Richard Fain

Richard Fain, chairman and CEO of Royal Caribbean Cruises Limited, discusses some of the contrasts between older ship building technology and newer ship technology in 2017 in Miami. 

Alaska’s summer cruise ship season may set sail after all.

Richard D. Fain, who heads Royal Caribbean Group, said that the U.S. cruise industry is on a course to resume sailing “in time for an Alaskan season,” after receiving updated guidance from the CDC.

Fain, chairman and CEO of Royal Caribbean Group, said that the CDC notified cruise officials Wednesday that it had “addressed uncertainties and concerns we had raised.”

“They have dealt with many of these items in a constructive manner that takes into account recent advances in vaccines and medical science,” he said. 

“Although this is only part of a very complex process, it encourages us that we now see a pathway to a healthy and achievable return to service, hopefully in time for an Alaskan season.”

§ Problem description
Pick up the news piece on Alaska's cruise season after its last sentence and carry it forward. The data that follows isn't needed for anything here.

§ Collected data
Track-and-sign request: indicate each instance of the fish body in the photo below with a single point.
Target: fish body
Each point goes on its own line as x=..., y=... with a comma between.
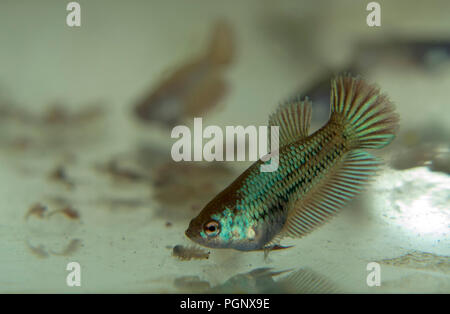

§ Final answer
In a letter from the CDC to cruise line officials, obtained by USA Today, the public health agency indicated it would modify guidance for large commercial cruise ships to resume voyages.

• That guidance would require that 98% of the crew and 95% of passengers be fully vaccinated against Covd-19.

• The guidance paused some of the pre-conditions for simulated voyages prior to a return to service.

• The cruise lines would need to have plans in place with port communities for providing emergency care if passengers become ill with the virus during travel.

The CDC letter was published Thursday, as the Biden Administration and the public health agency come under pressure by the U.S. cruise industry and states that rely on summer cruise tourism, including Alaska.

Cruise ship sailings could resume as early as mid-July, cruise industry officials said.

According to Cruise Industry News, the CDC stated that it is “committed to the resumption of passenger operations in the United States following the requirements in the conditional sail order by mid-summer.”

Alaska and Florida have filed lawsuits against the CDC and federal officials over the shutdown of voyages by the large commercial vessels since 2020, when the pandemic was declared a national emergency.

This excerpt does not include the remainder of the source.